Brief: In the listing below, find the line that contains "of the smiling" and the line that contains "of the forehead". Quote both and every line between them, exactly, and nothing more.

Recorded data:
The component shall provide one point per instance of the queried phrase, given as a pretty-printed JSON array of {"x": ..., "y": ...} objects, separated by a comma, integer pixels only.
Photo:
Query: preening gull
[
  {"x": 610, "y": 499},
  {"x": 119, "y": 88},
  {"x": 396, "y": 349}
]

--

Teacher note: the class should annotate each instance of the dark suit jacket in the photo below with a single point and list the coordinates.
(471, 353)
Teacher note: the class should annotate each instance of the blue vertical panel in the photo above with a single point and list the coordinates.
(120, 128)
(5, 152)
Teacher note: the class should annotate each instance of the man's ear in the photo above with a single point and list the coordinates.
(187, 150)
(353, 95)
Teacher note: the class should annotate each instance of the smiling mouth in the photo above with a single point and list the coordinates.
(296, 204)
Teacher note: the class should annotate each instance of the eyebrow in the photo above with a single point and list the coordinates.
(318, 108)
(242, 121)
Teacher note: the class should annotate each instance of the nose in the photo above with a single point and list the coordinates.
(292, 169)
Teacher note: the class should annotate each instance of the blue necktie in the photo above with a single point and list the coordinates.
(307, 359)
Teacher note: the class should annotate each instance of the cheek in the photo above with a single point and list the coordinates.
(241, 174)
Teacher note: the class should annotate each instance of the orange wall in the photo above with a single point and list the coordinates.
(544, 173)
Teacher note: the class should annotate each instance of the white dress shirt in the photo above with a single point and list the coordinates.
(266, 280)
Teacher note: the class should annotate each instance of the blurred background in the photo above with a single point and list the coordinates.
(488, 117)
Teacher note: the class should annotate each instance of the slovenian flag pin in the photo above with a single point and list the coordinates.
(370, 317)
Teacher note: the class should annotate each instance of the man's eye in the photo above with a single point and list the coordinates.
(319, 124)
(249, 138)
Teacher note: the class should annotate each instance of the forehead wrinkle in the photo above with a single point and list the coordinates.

Response to this exercise:
Teacher note: the class should annotate each instance of the smiling mouth in the photo above with a single point and list the coordinates.
(296, 204)
Teacher note: the class should annotate each instance of the eyebrow in the photo above with a single point and list the coordinates.
(318, 108)
(242, 121)
Teacher note: the class should annotate each instance of the nose in the photo above with a single point and list the coordinates.
(292, 169)
Teacher note: the class should annotate each instance of the blue necktie in the photo above with a single point and list the coordinates.
(307, 359)
Teacher note: the class should annotate each instance of the cheek in the photo above with a single point and list the coordinates.
(241, 174)
Teacher note: the class should annotate each instance of the orange wall in the photo above with a single point and list the coordinates.
(544, 173)
Teacher note: the class should annotate each instance of the white dress shirt in the photo above with a single point and list the coordinates.
(266, 280)
Teacher note: the class should annotate each instance of the blurred background in the photo above with a single point and list the coordinates.
(488, 117)
Teacher note: the class should annotate each instance of the slovenian flag pin in the photo above with a single point and list the coordinates.
(370, 317)
Teacher note: the class should annotate each instance of the man's eye in the photo above with a single point and list the coordinates.
(319, 124)
(249, 138)
Teacher note: the class should annotate each instance of the forehead wrinkle in the photo above with a single point and list the coordinates.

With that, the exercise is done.